**Source passage**
------------------------------------------------------------

Barack Obama is a leader of undeniable accomplishment, vision, and integrity on LGBT rights. His opponent Mitt Romney betrays equality on numerous issues and aligns himself with a faction of the Republican Party that does not include equality among its declared ideals. [...]By saying aloud, 'I think same-sex couples should be able to get married,' in a televised interview on ABC, he has sparked conversation domestically and internationally. While he is our president at home, globally he's an icon, a symbol of the promise of America, of the promise of equality. Obama may be the most prominent man on the planet ever, given the pervasiveness of modern media and his anomalous and historic nature as the first black American president; he is surely the single most recognizable head of state on the globe. By virtue of his unique position, his endorsement of marriage equality is not merely rhetoric. His words constitute action. On the very face of it, his statement is enormous, and has the power to move millions in a way that a statement from no other person could have. [...]
He has approached many of our challenges with intellect and foresight, though the long game was not often apparent to many, including this publication when we argued for a quicker pace for change. Obama deftly ended the military's 17-year-long 'don't ask, don't tell' policy, allowing enough military leaders to reject the policy before pushing for repeal so that there was little room for Republican opposition. He has directed the Justice Department to not defend aspects of the extraordinarily discriminatory Defense of Marriage Act, calling it unconstitutional and urging its repeal. Now five federal judges have declared parts of DOMA unconstitutional.

------------------------------------------------------------

**Entries supplied**

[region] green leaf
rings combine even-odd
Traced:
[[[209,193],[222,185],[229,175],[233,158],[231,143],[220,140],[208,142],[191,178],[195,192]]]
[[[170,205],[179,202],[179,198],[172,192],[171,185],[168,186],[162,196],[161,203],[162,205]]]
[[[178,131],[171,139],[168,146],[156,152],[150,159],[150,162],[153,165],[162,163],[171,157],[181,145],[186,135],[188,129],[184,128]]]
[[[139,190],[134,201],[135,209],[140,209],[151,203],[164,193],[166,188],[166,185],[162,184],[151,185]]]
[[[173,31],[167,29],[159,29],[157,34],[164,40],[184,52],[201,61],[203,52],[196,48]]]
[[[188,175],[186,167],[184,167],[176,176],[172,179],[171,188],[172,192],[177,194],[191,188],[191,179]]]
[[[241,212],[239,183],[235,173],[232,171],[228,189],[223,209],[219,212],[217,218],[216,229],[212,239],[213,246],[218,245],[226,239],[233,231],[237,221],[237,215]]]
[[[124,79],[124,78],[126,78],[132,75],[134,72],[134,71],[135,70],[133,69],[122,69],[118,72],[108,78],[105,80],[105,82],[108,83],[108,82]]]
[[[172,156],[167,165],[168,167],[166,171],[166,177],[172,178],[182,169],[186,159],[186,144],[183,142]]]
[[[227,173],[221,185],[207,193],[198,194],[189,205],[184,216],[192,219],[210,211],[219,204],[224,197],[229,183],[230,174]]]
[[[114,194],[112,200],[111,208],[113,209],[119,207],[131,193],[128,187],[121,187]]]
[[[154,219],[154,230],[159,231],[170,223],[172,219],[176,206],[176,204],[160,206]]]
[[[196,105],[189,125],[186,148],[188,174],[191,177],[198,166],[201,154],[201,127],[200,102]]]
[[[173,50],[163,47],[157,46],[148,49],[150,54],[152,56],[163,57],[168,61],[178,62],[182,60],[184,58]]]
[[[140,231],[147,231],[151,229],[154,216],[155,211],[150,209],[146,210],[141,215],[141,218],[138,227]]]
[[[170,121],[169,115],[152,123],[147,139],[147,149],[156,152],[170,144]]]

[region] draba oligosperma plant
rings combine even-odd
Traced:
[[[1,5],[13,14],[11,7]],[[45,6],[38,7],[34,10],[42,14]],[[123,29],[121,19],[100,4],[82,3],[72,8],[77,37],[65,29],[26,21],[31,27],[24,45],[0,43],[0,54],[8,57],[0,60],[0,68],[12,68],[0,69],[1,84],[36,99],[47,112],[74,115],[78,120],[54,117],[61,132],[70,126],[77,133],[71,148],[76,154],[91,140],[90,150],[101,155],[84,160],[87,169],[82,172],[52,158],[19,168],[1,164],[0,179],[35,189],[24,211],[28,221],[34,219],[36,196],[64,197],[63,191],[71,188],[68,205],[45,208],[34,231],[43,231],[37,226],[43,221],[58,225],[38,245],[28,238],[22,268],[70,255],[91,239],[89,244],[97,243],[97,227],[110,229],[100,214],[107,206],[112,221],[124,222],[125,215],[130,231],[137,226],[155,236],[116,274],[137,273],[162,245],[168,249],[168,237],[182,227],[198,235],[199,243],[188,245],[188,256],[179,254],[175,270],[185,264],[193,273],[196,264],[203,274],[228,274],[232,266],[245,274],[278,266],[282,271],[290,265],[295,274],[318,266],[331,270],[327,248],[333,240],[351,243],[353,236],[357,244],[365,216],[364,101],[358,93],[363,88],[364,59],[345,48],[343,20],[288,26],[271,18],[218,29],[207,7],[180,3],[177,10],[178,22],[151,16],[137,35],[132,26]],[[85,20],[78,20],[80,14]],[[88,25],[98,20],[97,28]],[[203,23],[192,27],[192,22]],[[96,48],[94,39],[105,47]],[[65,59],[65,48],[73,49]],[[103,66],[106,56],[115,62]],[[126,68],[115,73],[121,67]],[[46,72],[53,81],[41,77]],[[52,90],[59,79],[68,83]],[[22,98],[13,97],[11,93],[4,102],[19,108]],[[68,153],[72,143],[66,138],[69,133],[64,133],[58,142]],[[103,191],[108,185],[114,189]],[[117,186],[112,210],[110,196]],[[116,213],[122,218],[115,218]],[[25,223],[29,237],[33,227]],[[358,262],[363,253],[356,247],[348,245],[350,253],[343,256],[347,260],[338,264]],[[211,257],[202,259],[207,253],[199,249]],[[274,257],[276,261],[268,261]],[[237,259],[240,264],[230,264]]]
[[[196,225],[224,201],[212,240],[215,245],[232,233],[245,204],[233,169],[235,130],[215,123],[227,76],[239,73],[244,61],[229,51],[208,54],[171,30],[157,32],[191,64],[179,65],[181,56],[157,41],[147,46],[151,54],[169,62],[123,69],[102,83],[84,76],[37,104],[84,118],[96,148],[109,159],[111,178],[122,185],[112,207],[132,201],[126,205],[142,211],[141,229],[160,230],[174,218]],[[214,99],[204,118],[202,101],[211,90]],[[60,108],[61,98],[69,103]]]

------------------------------------------------------------

**Problems and tasks**
1. Answer these questions from the text on Obama and LGBT rights:
(a) On which network did Obama say in a televised interview that same-sex couples should be able to marry?
(b) How many years had the military's "don't ask, don't tell" policy lasted when Obama ended it?
(c) How many federal judges have declared parts of DOMA unconstitutional?
2. Extend the text on Obama and LGBT rights past its last sentence.
The records above are separate from the text on Obama and LGBT rights.

**Answers for the exercise**
1.
(a) ABC
(b) 17 years
(c) Five

2.
And in every speech, at every opportunity, Obama describes LGBTs as his brothers and sisters, full members of our society. In college commencement addresses, in his address to the NAACP, in an 'It Gets Better' video message to teenagers, at the National Prayer Breakfast, he has called for respect, dignity, and equality for LGBT people. At an address to the General Assembly of the United Nations in 2011 the president said, 'No country should deny people their rights because of who they love, which is why we must stand up for the rights of gays and lesbians everywhere.'
If we assume that words mean nothing, then we've forgotten the lesson of the damage done by a president who largely refused to utter the term AIDS during his administration, and how desperately we ached for him to acknowledge the humanity of those dying of the disease. [...]
We cannot expect any president to be the balm for all our ills, but Obama has demonstrated through word and deed that he is capable of understanding and tackling the issues, with foresight and intellect, that affect a minority population, particularly the last group of people it's still legally permissible to deny rights to in the United States.